Please change "diver's arm" to "diver's forearm" in the lines from the one with "of the diver's" up to and including the one with "Target: diver's arm", and give back only those lines with nothing else altered.

▼▼▼

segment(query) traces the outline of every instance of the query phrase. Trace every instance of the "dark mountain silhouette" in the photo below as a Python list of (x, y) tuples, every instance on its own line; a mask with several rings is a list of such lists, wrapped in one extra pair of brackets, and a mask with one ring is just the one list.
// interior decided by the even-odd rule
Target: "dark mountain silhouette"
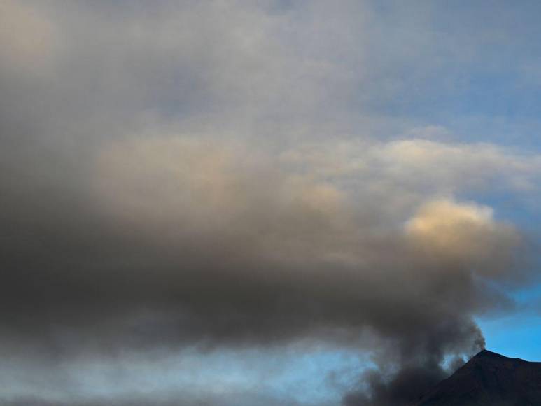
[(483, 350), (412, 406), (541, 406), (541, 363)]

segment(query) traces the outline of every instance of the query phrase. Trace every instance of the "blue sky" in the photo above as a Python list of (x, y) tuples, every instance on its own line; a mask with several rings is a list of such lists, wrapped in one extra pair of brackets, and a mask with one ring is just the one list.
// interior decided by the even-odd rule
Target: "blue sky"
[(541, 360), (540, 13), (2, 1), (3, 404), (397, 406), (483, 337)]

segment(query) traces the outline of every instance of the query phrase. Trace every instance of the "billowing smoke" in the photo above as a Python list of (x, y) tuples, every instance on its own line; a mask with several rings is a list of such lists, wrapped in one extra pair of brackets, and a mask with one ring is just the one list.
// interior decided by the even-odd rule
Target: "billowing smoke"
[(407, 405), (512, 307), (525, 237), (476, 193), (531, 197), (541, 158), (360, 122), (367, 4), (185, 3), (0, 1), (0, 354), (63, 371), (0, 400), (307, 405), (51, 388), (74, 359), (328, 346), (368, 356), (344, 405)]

▲▲▲
▼▼▼

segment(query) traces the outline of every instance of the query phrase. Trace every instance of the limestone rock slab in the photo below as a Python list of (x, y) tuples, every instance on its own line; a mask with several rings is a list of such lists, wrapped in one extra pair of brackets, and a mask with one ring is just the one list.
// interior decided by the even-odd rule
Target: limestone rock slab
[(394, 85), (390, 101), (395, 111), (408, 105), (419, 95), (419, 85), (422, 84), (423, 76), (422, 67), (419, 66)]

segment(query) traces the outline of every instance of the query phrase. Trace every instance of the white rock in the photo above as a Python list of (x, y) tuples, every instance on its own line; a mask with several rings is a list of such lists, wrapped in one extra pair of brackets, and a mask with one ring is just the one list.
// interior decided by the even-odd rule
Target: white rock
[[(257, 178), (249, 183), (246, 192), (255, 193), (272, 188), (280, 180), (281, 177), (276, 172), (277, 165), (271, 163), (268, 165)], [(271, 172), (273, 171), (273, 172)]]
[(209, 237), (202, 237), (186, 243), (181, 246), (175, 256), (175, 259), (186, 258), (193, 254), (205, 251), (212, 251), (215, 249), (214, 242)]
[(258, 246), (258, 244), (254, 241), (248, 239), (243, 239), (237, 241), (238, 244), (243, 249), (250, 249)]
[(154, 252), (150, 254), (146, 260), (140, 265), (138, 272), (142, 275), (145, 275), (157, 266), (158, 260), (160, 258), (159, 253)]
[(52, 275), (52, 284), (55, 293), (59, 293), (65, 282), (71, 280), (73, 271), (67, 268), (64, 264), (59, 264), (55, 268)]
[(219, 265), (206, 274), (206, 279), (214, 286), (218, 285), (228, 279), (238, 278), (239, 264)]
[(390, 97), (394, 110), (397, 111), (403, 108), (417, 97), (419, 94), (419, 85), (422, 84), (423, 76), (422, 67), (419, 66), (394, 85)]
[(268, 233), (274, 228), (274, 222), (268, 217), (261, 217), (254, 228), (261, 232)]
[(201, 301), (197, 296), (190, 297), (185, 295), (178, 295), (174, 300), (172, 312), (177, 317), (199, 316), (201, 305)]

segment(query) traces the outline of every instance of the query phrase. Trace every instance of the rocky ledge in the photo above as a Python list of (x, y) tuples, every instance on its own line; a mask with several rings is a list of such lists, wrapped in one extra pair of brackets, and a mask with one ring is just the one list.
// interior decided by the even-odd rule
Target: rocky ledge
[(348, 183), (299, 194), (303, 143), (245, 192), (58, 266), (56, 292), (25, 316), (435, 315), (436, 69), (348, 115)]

▲▲▲
▼▼▼

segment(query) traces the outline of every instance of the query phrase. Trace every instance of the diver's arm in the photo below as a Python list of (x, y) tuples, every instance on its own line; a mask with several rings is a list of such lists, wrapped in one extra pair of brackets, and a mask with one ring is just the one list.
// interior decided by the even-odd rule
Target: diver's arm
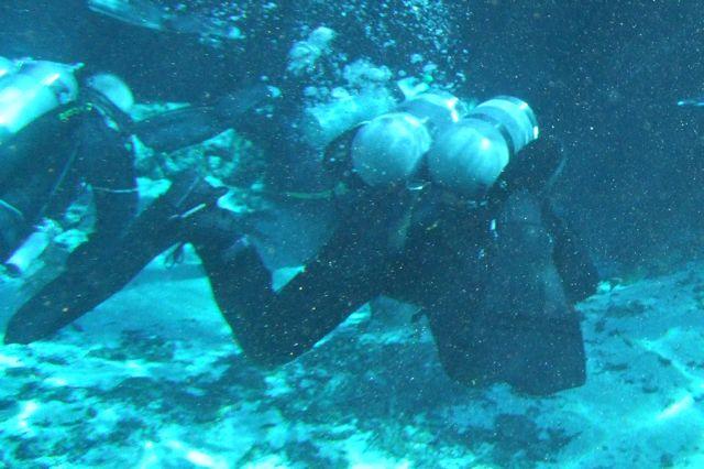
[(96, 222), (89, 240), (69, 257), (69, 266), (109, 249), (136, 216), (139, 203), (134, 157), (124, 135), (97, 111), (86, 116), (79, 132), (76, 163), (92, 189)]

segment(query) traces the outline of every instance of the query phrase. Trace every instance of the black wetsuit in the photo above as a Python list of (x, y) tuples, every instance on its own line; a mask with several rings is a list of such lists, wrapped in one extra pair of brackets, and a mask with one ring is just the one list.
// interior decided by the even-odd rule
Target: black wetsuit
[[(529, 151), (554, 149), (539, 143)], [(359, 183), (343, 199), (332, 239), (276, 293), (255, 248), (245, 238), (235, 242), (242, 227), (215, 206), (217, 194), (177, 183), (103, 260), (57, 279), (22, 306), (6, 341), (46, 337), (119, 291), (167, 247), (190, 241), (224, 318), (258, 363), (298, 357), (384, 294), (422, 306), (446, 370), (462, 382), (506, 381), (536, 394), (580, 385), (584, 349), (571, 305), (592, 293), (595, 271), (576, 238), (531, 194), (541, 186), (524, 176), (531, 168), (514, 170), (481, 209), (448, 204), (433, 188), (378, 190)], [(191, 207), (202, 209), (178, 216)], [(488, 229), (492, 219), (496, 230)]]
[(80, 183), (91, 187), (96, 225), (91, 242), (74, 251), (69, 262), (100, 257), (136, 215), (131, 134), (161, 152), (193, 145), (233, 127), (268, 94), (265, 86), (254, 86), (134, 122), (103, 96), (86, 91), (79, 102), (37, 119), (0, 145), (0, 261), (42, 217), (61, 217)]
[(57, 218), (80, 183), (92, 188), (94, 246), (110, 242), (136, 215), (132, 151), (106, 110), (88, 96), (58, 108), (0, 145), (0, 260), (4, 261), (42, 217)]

▲▲▲

§ **REPLY**
segment(query) traces the outline of every instance of the query phrase. Trace every instance of the diver's forearm in the photo below as a Python list of (x, y) tuples, every instance on its own line; a mask with several rings is a list of such lists, wrapped in one extra pair of brackets, and a mask with one ring is just the one list.
// interior decided by the even-odd rule
Target: diver's forearm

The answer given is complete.